EXTRACT TO READ
★ ★ ★ ★ ★

Initially his wood was recycled from tea shipping crates but he would have recognized that an important element in the quality of a finished jigsaw puzzle is based on the quality of the wood itself. A new material was becoming available and affordable – plywood. It was much better for his purposes than the warp-prone thin sheets of wood that came from used tea crates. I am sure that assessing which type of plywood was most suitable (he chose beechwood) and lining up a reliable source of supply for 3-, 4- and -5ply wood were important priorities in implementing Hayter’s business plan.
Soon his side-gig was bringing him more income than his bank salary despite the fact that much of his “free time” involved participating in training programs from the Chartered Bankers Institute in order to pass its various certification examinations. He began a pattern of having a six day work-week that did not end until about 10:00 in the evening. After 1924, outside of his “banker’s hours” this was side-by-side with his new bride Nellie who also became his apprentice and business manager.
By the latter 1920s Hayter clearly had ambitions to grow his puzzle-making business beyond being a small family workshop. It is not clear when his company first began using the brand name The Victory, which later evolved to be just Victory, but I suspect that it goes back to about the time of the Armistice in November 1918. In 1927 he trademarked both names and incorporated his business as G.J. Hayter and Company.
Even before that time he had been expanding by getting orders from more stores and hiring and training more workers. Cutting was the job that required the most training and in keeping with the custom of the time that job was only done by men. They were paid piece-work by the puzzle so their take-home pay increased as their skills and speed increased. Other roles, such as gluing the printed pictures onto the plywood, sanding and inspecting the cut puzzle pieces, and making and labeling the boxes, and packing, shipping, etc. were less remunerative and were done by both men and women. I don’t know if some of that work was also paid on a piece-work basis.

★ ★ ★ ★ ★

SUPPLIED DATA
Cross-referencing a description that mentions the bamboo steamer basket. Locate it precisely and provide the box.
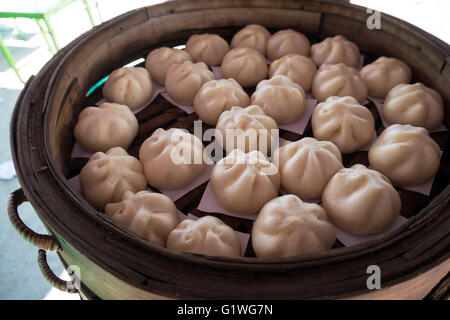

★ ★ ★ ★ ★

WHAT YOU NEED TO DO
A. In the passage on Hayter's jigsaw business, what type of plywood did he choose?
B. Translate this sentence from the passage on Hayter's jigsaw business into Spanish: "In 1927 he trademarked both names and incorporated his business as G.J. Hayter and Company."
C. Reproduce everything in the passage on Hayter's jigsaw business from "Even before that" down to "a piece-work basis.".

OUTPUTS
A. Beechwood.

B. En 1927 registró ambos nombres como marcas comerciales y constituyó su empresa como G.J. Hayter and Company.

C.
Even before that time he had been expanding by getting orders from more stores and hiring and training more workers. Cutting was the job that required the most training and in keeping with the custom of the time that job was only done by men. They were paid piece-work by the puzzle so their take-home pay increased as their skills and speed increased. Other roles, such as gluing the printed pictures onto the plywood, sanding and inspecting the cut puzzle pieces, and making and labeling the boxes, and packing, shipping, etc. were less remunerative and were done by both men and women. I don’t know if some of that work was also paid on a piece-work basis.